---- MATERIAL

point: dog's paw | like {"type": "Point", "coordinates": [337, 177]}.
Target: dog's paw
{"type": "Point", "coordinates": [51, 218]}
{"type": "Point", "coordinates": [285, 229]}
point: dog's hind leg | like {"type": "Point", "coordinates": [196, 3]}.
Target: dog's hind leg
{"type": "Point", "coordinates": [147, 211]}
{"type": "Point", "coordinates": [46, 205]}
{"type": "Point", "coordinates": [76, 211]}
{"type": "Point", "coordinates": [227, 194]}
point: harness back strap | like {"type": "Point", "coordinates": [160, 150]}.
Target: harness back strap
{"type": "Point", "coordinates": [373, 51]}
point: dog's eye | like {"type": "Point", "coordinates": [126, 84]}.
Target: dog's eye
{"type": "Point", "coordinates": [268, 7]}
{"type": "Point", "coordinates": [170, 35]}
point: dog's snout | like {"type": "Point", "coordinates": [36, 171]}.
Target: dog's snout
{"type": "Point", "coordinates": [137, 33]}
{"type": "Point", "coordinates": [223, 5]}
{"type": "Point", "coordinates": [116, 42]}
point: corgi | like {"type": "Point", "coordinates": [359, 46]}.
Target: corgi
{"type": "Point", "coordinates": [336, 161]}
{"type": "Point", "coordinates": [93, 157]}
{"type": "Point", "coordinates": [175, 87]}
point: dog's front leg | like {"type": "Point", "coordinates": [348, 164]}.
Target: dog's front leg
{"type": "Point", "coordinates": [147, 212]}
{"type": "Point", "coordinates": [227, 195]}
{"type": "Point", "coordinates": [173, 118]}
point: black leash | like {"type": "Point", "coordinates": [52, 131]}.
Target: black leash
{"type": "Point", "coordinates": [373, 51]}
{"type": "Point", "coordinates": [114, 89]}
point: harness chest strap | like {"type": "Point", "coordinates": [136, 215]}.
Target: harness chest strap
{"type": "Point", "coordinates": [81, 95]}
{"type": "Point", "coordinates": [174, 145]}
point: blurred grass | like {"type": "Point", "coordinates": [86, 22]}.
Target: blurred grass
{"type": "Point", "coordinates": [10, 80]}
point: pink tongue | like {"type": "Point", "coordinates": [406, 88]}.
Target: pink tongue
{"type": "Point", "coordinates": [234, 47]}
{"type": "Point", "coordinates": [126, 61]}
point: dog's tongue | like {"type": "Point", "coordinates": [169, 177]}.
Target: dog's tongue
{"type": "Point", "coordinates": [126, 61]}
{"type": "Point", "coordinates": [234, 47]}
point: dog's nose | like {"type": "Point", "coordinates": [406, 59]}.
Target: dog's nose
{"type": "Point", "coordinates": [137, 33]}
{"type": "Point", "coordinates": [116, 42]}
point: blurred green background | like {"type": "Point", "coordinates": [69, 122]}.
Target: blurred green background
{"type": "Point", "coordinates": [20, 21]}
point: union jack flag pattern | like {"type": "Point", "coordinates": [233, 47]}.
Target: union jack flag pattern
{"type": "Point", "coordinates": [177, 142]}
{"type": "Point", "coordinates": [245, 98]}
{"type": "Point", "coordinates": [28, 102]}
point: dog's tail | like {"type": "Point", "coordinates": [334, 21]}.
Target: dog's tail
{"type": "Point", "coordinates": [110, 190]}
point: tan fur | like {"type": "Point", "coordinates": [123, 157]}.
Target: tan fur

--------

TASK BRIEF –
Each entry above is to be printed again exactly.

FINAL ANSWER –
point: dog's paw | like {"type": "Point", "coordinates": [337, 177]}.
Target: dog's paw
{"type": "Point", "coordinates": [51, 218]}
{"type": "Point", "coordinates": [285, 229]}
point: dog's hind leg | like {"type": "Point", "coordinates": [196, 3]}.
Target: dog's hind leg
{"type": "Point", "coordinates": [147, 211]}
{"type": "Point", "coordinates": [46, 205]}
{"type": "Point", "coordinates": [76, 211]}
{"type": "Point", "coordinates": [227, 194]}
point: harness back strap | like {"type": "Point", "coordinates": [160, 150]}.
Target: harness back strap
{"type": "Point", "coordinates": [373, 51]}
point: dog's eye | like {"type": "Point", "coordinates": [126, 84]}.
Target: dog's eye
{"type": "Point", "coordinates": [268, 7]}
{"type": "Point", "coordinates": [170, 35]}
point: dog's snout | like {"type": "Point", "coordinates": [36, 171]}.
Target: dog's snout
{"type": "Point", "coordinates": [137, 33]}
{"type": "Point", "coordinates": [223, 5]}
{"type": "Point", "coordinates": [116, 42]}
point: corgi | like {"type": "Point", "coordinates": [359, 46]}.
Target: corgi
{"type": "Point", "coordinates": [336, 161]}
{"type": "Point", "coordinates": [93, 157]}
{"type": "Point", "coordinates": [175, 87]}
point: dog's front leg | like {"type": "Point", "coordinates": [348, 164]}.
Target: dog's front leg
{"type": "Point", "coordinates": [147, 212]}
{"type": "Point", "coordinates": [227, 195]}
{"type": "Point", "coordinates": [173, 118]}
point: black leash | like {"type": "Point", "coordinates": [52, 131]}.
Target: black leash
{"type": "Point", "coordinates": [373, 51]}
{"type": "Point", "coordinates": [114, 89]}
point: harness chest strap | like {"type": "Point", "coordinates": [136, 215]}.
Target: harness chest strap
{"type": "Point", "coordinates": [81, 95]}
{"type": "Point", "coordinates": [174, 145]}
point: blurred grass | like {"type": "Point", "coordinates": [86, 22]}.
Target: blurred grass
{"type": "Point", "coordinates": [10, 80]}
point: pink tongue | like {"type": "Point", "coordinates": [406, 88]}.
Target: pink tongue
{"type": "Point", "coordinates": [234, 47]}
{"type": "Point", "coordinates": [126, 61]}
point: dog's tongue | like {"type": "Point", "coordinates": [169, 177]}.
Target: dog's tongue
{"type": "Point", "coordinates": [126, 61]}
{"type": "Point", "coordinates": [234, 47]}
point: dog's nose | like {"type": "Point", "coordinates": [406, 59]}.
Target: dog's nose
{"type": "Point", "coordinates": [137, 33]}
{"type": "Point", "coordinates": [116, 42]}
point: blurred green background | like {"type": "Point", "coordinates": [69, 122]}.
Target: blurred green background
{"type": "Point", "coordinates": [20, 21]}
point: union jack flag pattern | like {"type": "Point", "coordinates": [233, 47]}.
Target: union jack flag pattern
{"type": "Point", "coordinates": [177, 142]}
{"type": "Point", "coordinates": [245, 98]}
{"type": "Point", "coordinates": [28, 102]}
point: dog's tail | like {"type": "Point", "coordinates": [334, 21]}.
Target: dog's tail
{"type": "Point", "coordinates": [110, 190]}
point: tan fur | like {"type": "Point", "coordinates": [123, 157]}.
Target: tan fur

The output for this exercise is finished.